▶ Instructions to follow: Could you rewrite the material below as a JSON list of strings, one string per line, with blank lines left out?

Excerpts from labeled region data:
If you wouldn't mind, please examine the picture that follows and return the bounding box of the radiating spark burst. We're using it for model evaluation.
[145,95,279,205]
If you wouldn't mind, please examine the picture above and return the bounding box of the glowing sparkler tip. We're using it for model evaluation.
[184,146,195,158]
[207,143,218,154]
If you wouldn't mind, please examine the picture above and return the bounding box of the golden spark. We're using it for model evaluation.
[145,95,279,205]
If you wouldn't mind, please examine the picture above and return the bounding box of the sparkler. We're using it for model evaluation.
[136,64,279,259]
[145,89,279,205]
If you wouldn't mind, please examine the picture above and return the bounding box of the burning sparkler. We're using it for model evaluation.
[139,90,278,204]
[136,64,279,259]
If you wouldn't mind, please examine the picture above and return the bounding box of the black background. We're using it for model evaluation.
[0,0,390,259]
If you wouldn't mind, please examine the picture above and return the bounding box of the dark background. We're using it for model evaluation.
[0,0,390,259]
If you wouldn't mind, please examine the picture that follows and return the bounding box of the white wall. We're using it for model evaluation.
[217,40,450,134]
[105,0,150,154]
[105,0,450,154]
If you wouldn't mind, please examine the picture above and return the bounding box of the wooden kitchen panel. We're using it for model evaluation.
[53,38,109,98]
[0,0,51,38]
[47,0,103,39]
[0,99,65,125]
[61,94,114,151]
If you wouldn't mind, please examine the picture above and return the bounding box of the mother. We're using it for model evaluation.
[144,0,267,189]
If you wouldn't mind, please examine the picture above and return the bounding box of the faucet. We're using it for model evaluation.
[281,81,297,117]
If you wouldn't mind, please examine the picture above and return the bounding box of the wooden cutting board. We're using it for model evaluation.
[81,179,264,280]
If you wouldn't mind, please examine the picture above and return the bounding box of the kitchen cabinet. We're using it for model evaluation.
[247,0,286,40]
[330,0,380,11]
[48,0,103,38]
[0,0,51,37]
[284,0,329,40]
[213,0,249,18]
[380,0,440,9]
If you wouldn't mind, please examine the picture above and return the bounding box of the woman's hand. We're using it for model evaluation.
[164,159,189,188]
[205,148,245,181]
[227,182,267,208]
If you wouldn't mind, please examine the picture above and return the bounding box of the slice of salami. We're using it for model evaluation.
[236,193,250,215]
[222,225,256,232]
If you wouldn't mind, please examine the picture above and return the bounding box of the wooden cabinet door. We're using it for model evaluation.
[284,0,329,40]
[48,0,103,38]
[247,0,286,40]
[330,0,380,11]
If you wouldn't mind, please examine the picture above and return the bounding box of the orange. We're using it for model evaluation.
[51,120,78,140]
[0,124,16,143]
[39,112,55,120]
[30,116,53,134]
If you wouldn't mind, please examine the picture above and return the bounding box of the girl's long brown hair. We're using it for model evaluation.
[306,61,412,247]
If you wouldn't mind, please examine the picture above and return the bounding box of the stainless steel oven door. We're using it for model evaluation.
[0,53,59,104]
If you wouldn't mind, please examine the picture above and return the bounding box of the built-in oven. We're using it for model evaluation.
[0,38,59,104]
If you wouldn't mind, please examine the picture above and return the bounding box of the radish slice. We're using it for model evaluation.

▶ Response:
[
  "If you wouldn't mind, please examine the picture that follows and return the bounding box of the radiating spark burst. We're using it for model evaluation.",
  "[145,95,279,205]",
  "If you wouldn't mind, please examine the picture above and return the bounding box of the glowing sparkler tip. We're using it for model evaluation.",
  "[184,146,195,158]",
  "[207,143,218,154]",
  "If you wouldn't mind, please examine the picture above and return the bounding box of the golden spark. We're using it for model evaluation.",
  "[145,95,279,205]",
  "If you wouldn't mind, please examine the picture above and return the bounding box of the sparkler. We're using it for model evaluation.",
  "[136,64,279,259]",
  "[145,89,279,205]",
  "If you wouldn't mind, please examine the picture above and return the bounding box of the burning sparkler. We're using it for model evaluation.",
  "[139,90,278,204]",
  "[136,64,279,259]",
  "If you wouldn't mind, please examine the picture above and return the bounding box of the black background. We're using it for model evaluation.",
  "[0,0,390,259]",
  "If you wouldn't mind, please examine the picture above and return the bounding box of the dark background. We're using it for model evaluation.",
  "[0,0,390,259]",
  "If you wouldn't mind, please examine the picture that follows and return the bounding box of the white wall. We're using it for model evaluation.",
  "[217,40,450,134]",
  "[105,0,150,154]",
  "[105,0,450,154]",
  "If you wouldn't mind, please examine the picture above and return the bounding box of the wooden kitchen panel. We're using it for model evaluation.",
  "[53,38,109,98]",
  "[0,0,51,38]",
  "[47,0,103,39]",
  "[0,99,65,125]",
  "[61,94,114,151]",
  "If you wouldn't mind, please examine the picture above and return the bounding box of the mother. We're using it for model evaluation.",
  "[144,0,267,189]",
  "If you wouldn't mind, please examine the picture above and return the bounding box of the faucet. We're using it for model evaluation.",
  "[281,81,297,117]",
  "If you wouldn't mind, please examine the picture above and return the bounding box of the wooden cutting board. We're using it for model evaluation.",
  "[81,179,264,280]",
  "If you wouldn't mind, please examine the picture above and return the bounding box of the kitchen cabinet. We're using it for model evaluation.",
  "[247,0,286,40]",
  "[330,0,380,11]",
  "[48,0,103,38]",
  "[0,0,51,37]",
  "[284,0,329,40]",
  "[213,0,249,18]",
  "[380,0,440,9]",
  "If you wouldn't mind, please examine the picture above and return the bounding box of the woman's hand. We're using it for model evaluation.",
  "[164,159,189,188]",
  "[205,148,245,181]",
  "[227,182,267,208]",
  "If you wouldn't mind, please examine the picture above and return the bounding box of the slice of salami. We're using it for model evaluation.",
  "[236,193,250,215]",
  "[222,225,256,232]",
  "If you wouldn't mind, please examine the picture above and return the bounding box of the wooden cabinet door. We're using it for model evaluation.",
  "[284,0,329,40]",
  "[48,0,103,38]",
  "[247,0,286,40]",
  "[330,0,380,11]",
  "If you wouldn't mind, please examine the picture above and return the bounding box of the orange. We're using it for model evaluation.",
  "[51,120,78,140]",
  "[0,124,16,143]",
  "[39,112,55,120]",
  "[30,116,53,134]",
  "If you wouldn't mind, please examine the picture above and return the bounding box of the girl's long brown hair. We're using it for model evaluation.",
  "[306,61,412,247]",
  "If you wouldn't mind, please examine the picture above and return the bounding box of the stainless steel oven door. We're using it for model evaluation.",
  "[0,53,59,104]",
  "If you wouldn't mind, please examine the picture above and return the bounding box of the built-in oven. We're using it for model evaluation.",
  "[0,38,59,104]",
  "If you wouldn't mind, please examine the picture above and return the bounding box of the radish slice. We're using it for model evaluation."
]